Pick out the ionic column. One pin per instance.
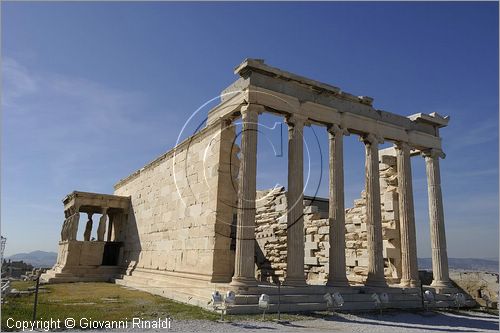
(373, 213)
(336, 272)
(244, 265)
(295, 197)
(110, 227)
(101, 229)
(409, 271)
(436, 217)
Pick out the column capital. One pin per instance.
(401, 148)
(250, 108)
(335, 129)
(433, 153)
(295, 120)
(371, 138)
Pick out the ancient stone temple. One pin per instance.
(192, 221)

## Exercise prompt
Begin with the line containing "Pick out the column" and repeat each line exactly until the records above end.

## Result of the exercise
Pick out the column capital. One pin per instance.
(401, 148)
(250, 108)
(335, 129)
(433, 153)
(295, 120)
(371, 138)
Pick out the ancient stone temple. One pin per instance.
(192, 221)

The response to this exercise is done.